July 8, 1864. On the 9th had 1 man wounded at McAfee's Bridge. Remained near Roswell until the 19th, when we assisted in the destruction of railroad near Stone Mountain. 20th, camped near Decatur, Ga. 21st, started on raid to Covington, Ga., which place we reached on the 22d. Returning, reached Decatur the 24th. 27th, marched to Flat Rock, where, on the 28th, we participated in a skirmish, losing 2 men missing.
Returning encamped at Buck Head, Ga., July 31, where we remained until August 18, when we joined General Kilpatrick's forces on the raid around Atlanta, at Sandtown. During this raid the regimental loss was 2 commissioned officers wounded and 2 missing, 3 men killed, 15 wounded, and 6 missing. Returning, reached Buck Head August 22, where we remained until the 25th, when the regiment accompanied the army around Atlanta, reaching Decatur September 10, 1864.
Very respectfully, your obedient servant,
O. P. ROBIE,
Lieutenant-Colonel, Commanding Fourth Ohio Vol. Cav.

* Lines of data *
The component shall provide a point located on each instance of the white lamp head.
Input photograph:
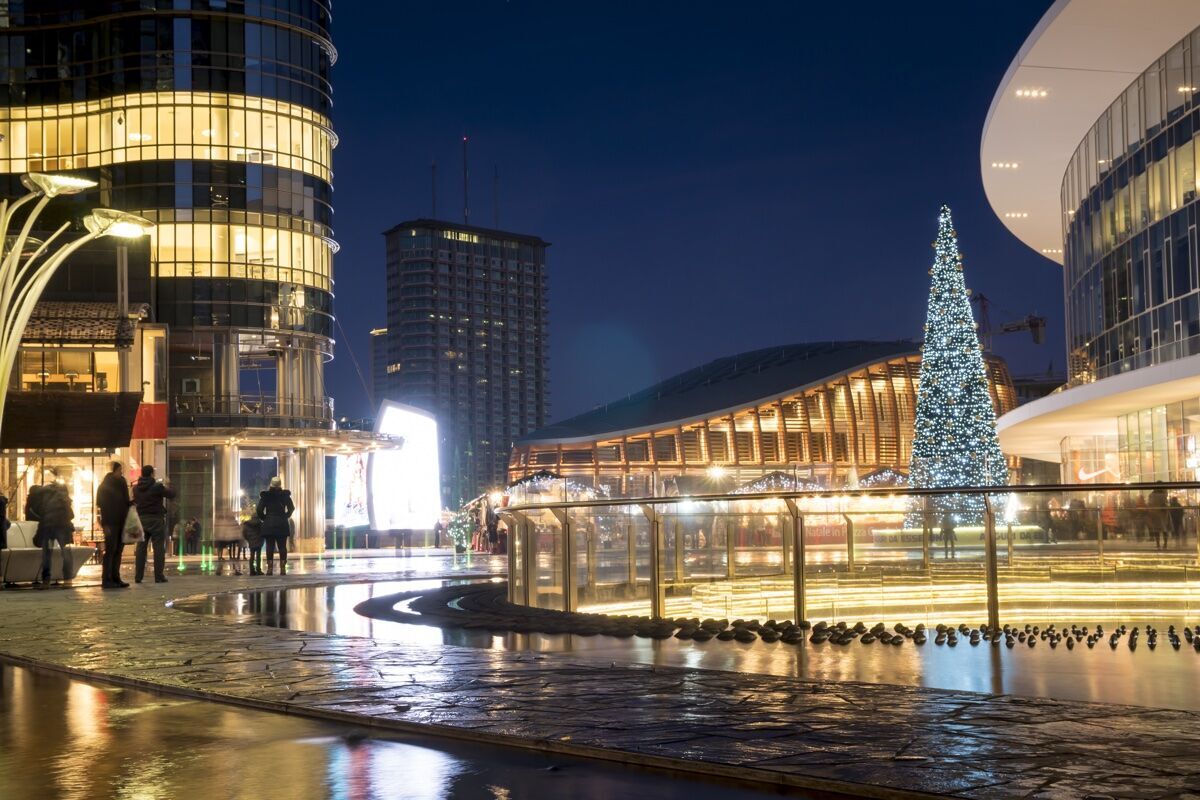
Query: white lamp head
(55, 185)
(109, 222)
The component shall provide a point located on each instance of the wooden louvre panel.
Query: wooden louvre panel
(691, 449)
(577, 456)
(637, 450)
(744, 441)
(718, 446)
(609, 453)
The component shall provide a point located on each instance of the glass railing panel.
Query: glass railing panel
(612, 559)
(546, 543)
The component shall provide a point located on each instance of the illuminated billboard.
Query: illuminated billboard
(405, 483)
(351, 506)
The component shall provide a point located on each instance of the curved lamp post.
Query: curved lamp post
(24, 275)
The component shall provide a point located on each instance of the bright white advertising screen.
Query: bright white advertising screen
(351, 499)
(406, 489)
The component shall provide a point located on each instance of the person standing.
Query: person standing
(949, 539)
(1176, 511)
(252, 531)
(149, 498)
(4, 522)
(51, 506)
(1158, 518)
(113, 500)
(275, 510)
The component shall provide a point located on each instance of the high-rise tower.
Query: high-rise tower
(467, 341)
(213, 120)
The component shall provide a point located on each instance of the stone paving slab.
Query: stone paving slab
(861, 739)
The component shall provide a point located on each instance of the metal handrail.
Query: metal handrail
(988, 491)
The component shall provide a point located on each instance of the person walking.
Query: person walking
(1158, 518)
(51, 506)
(252, 531)
(113, 500)
(949, 539)
(149, 498)
(4, 522)
(1176, 511)
(275, 509)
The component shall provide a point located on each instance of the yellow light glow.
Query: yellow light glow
(55, 185)
(109, 222)
(151, 126)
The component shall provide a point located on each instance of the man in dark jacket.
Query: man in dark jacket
(51, 507)
(113, 500)
(149, 498)
(4, 522)
(275, 509)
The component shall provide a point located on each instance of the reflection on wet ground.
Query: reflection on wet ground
(1163, 678)
(64, 738)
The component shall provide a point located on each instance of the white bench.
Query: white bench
(22, 563)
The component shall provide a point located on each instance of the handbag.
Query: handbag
(133, 531)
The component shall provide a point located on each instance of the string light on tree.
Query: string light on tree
(954, 437)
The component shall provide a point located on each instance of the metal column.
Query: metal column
(528, 555)
(227, 506)
(799, 602)
(991, 577)
(631, 547)
(570, 583)
(678, 551)
(730, 549)
(850, 541)
(658, 599)
(927, 534)
(311, 525)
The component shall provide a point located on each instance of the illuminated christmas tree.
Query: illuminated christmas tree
(954, 440)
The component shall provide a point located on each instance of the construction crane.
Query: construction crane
(1032, 323)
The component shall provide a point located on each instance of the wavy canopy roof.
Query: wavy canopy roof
(1083, 54)
(721, 386)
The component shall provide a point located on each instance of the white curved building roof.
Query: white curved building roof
(1077, 61)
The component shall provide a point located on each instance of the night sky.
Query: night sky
(713, 176)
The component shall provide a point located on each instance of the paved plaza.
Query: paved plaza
(861, 739)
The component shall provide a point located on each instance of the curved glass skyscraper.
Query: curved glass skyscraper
(213, 119)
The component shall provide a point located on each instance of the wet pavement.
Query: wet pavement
(1161, 678)
(863, 739)
(76, 739)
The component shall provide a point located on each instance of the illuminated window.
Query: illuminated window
(238, 251)
(207, 126)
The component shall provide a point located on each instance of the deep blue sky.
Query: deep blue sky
(713, 176)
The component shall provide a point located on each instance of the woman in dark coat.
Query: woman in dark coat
(275, 510)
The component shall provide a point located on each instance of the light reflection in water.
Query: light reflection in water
(60, 738)
(1163, 678)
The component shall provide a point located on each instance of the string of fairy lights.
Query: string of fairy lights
(954, 435)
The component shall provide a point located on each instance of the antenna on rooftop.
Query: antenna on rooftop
(466, 196)
(433, 190)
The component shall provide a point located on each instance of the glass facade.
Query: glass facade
(1159, 443)
(831, 435)
(1132, 263)
(165, 125)
(211, 119)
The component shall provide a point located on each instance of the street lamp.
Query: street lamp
(23, 277)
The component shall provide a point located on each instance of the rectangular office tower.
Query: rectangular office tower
(467, 341)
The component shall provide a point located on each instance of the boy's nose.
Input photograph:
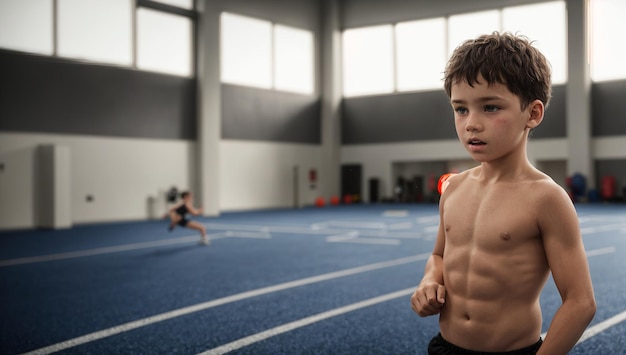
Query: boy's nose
(472, 123)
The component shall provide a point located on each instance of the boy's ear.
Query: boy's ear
(536, 110)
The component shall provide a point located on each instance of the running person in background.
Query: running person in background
(179, 216)
(504, 225)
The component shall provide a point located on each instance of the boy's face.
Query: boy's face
(489, 121)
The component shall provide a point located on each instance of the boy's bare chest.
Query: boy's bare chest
(493, 221)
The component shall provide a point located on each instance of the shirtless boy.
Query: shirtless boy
(178, 216)
(504, 225)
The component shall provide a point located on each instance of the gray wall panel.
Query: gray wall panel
(421, 116)
(554, 123)
(608, 112)
(46, 94)
(397, 118)
(266, 115)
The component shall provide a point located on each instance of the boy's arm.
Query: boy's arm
(568, 263)
(430, 295)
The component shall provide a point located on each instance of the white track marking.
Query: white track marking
(590, 253)
(222, 301)
(104, 250)
(602, 326)
(599, 328)
(240, 343)
(254, 338)
(396, 213)
(602, 251)
(602, 228)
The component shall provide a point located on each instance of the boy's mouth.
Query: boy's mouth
(474, 141)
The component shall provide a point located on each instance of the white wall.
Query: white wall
(257, 175)
(121, 174)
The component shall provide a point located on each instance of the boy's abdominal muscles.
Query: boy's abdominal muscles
(491, 311)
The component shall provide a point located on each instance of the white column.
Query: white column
(578, 94)
(53, 187)
(331, 98)
(209, 106)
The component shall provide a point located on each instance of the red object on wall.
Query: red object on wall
(312, 176)
(608, 187)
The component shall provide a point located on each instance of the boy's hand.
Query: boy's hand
(428, 299)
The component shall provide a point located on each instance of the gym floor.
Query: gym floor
(331, 280)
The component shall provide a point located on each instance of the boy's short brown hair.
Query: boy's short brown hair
(502, 58)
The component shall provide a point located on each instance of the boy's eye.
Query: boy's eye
(491, 108)
(460, 110)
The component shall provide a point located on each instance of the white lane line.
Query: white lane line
(221, 301)
(104, 250)
(602, 326)
(602, 251)
(593, 252)
(254, 338)
(602, 229)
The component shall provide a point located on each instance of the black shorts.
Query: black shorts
(439, 346)
(183, 222)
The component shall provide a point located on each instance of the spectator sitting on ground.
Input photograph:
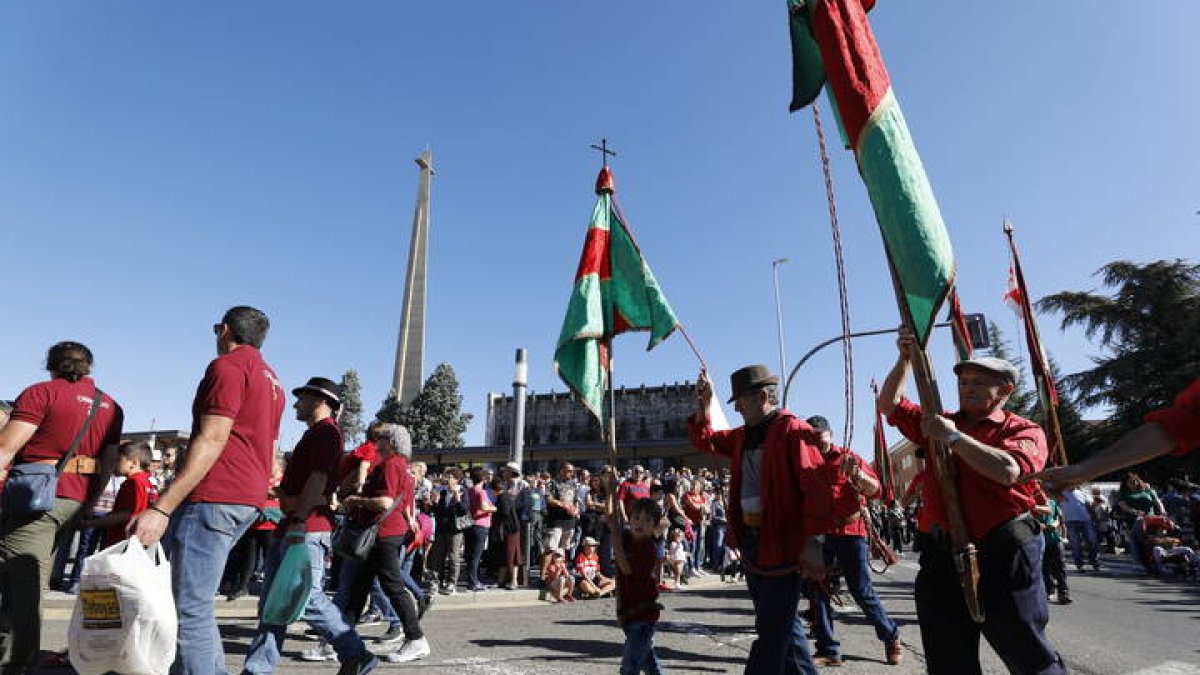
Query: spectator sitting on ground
(1163, 542)
(132, 463)
(592, 583)
(558, 580)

* To-do list *
1: According to the cavalry report, on what date did the regiment reach Decatur after accompanying the army around Atlanta?
2: Rename "construction crane" to "tower crane" in the listing, giving back everything from the line containing "the metal column." down to the line containing "(1032, 323)" with nothing else changed.

* List of solutions *
1: September 10, 1864.

2:
The component shall provide a point located on each instance of the metal column.
Query: metal column
(528, 555)
(227, 506)
(799, 602)
(991, 577)
(631, 547)
(570, 583)
(678, 551)
(730, 549)
(850, 541)
(658, 599)
(927, 534)
(311, 525)
The component shall provide a point located on each instance of the illuminated christmas tree.
Query: illuminated christmas tree
(954, 440)
The component shall provide a point located on each instance of the tower crane.
Query: tower crane
(1032, 323)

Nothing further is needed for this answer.